> **Problem details**
Starting at the line that has "Guideline reminder: even if the painting of building" and ending after the line that has "[414,177,442,217]", write those entries again with "annotate" replaced by "label" each time it appears, leaving everything else as it is.

> **Exercise data**
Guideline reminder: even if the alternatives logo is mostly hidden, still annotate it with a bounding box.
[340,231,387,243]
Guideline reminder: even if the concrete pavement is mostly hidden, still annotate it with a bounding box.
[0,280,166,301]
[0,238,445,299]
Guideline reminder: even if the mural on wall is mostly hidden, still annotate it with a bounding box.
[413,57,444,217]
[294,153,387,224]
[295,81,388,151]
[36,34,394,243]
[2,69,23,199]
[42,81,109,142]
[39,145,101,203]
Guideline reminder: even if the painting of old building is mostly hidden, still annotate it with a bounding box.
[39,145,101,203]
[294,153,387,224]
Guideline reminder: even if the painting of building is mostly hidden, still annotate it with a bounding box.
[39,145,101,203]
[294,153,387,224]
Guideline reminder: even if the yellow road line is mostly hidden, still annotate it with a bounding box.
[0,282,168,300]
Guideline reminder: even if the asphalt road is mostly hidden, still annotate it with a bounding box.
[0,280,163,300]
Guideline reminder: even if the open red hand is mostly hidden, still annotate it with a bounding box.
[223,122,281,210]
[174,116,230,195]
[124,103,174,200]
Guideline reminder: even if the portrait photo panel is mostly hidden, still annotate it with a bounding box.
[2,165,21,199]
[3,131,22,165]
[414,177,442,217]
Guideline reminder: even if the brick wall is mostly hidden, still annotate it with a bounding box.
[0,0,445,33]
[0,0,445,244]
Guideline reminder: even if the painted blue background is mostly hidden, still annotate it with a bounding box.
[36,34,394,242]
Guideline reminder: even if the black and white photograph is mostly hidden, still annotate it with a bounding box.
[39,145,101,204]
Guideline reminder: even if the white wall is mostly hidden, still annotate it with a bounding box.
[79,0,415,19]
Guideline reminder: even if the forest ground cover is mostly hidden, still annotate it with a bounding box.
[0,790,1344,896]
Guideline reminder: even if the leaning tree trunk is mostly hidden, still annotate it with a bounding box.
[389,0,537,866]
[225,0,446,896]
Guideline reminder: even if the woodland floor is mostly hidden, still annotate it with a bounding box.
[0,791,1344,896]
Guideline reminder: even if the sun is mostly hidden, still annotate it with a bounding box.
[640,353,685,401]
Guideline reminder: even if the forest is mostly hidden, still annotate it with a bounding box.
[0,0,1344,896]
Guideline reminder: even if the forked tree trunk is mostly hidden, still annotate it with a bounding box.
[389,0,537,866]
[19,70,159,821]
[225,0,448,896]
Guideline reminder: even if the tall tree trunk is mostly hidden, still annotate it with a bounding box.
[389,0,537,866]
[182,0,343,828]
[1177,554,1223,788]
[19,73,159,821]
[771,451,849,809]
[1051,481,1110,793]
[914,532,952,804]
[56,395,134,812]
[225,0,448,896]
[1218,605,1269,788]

> **Task response**
Guideline reminder: even if the painting of building is mostly hidden, still label it with a bounding box.
[39,145,101,203]
[294,153,387,224]
Guideline reminder: even if the yellow road line is mostly hidden, still label it with a bounding box.
[0,282,168,300]
Guideline reminder: even if the asphalt road is mostly hidden, still label it with a bounding box.
[0,280,163,300]
Guideline reminder: even if the open red hand is mostly hidden, still label it with a bounding box.
[223,122,281,210]
[174,116,230,195]
[124,103,174,200]
Guideline reminder: even if the portrait photo panel is mostly hidden, still label it with a bounding box.
[2,165,21,199]
[3,131,22,165]
[414,177,442,217]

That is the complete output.